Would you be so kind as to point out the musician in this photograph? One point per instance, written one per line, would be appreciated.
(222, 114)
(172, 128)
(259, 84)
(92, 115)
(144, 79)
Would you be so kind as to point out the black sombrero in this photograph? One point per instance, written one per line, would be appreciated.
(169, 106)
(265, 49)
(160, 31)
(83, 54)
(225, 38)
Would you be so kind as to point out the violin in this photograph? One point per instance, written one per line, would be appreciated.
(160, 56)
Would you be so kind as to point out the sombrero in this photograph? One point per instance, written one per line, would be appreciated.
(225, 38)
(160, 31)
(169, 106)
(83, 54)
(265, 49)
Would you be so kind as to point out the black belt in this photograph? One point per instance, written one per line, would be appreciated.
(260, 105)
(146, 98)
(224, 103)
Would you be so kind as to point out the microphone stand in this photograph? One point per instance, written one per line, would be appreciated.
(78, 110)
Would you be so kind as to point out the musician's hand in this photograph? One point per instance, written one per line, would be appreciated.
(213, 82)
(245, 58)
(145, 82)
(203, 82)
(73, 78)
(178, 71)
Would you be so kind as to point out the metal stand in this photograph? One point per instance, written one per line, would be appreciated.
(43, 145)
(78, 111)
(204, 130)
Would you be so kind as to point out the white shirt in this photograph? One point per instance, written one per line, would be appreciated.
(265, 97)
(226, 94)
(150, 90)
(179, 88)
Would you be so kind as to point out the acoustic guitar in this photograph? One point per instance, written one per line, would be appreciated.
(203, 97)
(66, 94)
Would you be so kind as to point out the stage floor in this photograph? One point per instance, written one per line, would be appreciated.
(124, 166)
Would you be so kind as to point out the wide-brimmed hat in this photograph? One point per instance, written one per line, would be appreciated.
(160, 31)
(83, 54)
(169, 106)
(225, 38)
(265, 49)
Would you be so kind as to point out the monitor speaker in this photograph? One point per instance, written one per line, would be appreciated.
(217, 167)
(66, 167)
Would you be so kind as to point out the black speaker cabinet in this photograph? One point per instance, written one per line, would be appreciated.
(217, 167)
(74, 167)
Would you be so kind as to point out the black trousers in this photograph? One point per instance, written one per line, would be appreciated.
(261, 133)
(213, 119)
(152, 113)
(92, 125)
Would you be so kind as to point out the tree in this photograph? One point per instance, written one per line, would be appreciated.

***

ABOUT THIS EXERCISE: Give the complete material back, word for word.

YOUR SOLUTION:
Would you be so kind as to point out the musician in this photograph? One point per instance, written one per line, would be appreciated.
(222, 114)
(172, 128)
(259, 84)
(92, 115)
(144, 79)
Would you be so kind as to point out the black sombrero in this photograph? One point per instance, written one per line, would be appreciated.
(169, 106)
(265, 49)
(160, 31)
(83, 54)
(225, 38)
Would you be so kind as to point out the violin in this photograph? One point per instance, written one per line, would be appreciated.
(160, 56)
Would you be so kind as to point out the sombrero in this photograph? One point per instance, written one per line, would be appreciated.
(225, 38)
(160, 31)
(169, 106)
(83, 54)
(265, 49)
Would you be so kind as to point out the black belt in this photograph? One point per instance, written one per line, would be appreciated.
(260, 105)
(146, 98)
(224, 103)
Would you be so kind as to point out the microphone stand in this photograph? One point per instance, written one per line, would be appreciated.
(78, 110)
Would you be so kind as to point out the musician's hand in this photograph? One point per instance, written one per line, would be appreciated.
(213, 82)
(245, 58)
(145, 82)
(203, 82)
(73, 78)
(178, 71)
Would you be so kind as to point out the metal stand in this photograph? One point per instance, written one per line, would be appreciated.
(43, 145)
(78, 111)
(204, 130)
Would you be so kind as to point out the white shirt in this photograph? One point per instance, written one per line, would be appreciated.
(265, 97)
(226, 94)
(150, 90)
(179, 88)
Would you be so kind as to point out the acoustic guitar in this photograph? One point per instance, written one per line, would be appreciated.
(203, 97)
(66, 94)
Would you be so kind as to point out the stage floor in this photograph? One point per instance, written one per line, would be appreciated.
(124, 166)
Would you be so kind as to point out the wide-brimmed hat in this photograph? One point per instance, written one per line, would be appreciated.
(160, 31)
(83, 54)
(169, 106)
(225, 38)
(265, 49)
Would you be so kind as to point out the monitor speaker in this photograph? One point per instance, written one per line, would be appreciated.
(217, 167)
(66, 167)
Would you be so kind as to point out the black speaker cabinet in this photograph? One point per instance, written one per line, would be appreciated.
(217, 167)
(74, 167)
Would you be so kind as to point out the black trousers in this photograph? One point per instance, written one per line, would be appreciated.
(261, 133)
(213, 119)
(152, 113)
(92, 125)
Would you be so kind as to point out the tree in this photograph? One point per instance, written one per line, would be appreciated.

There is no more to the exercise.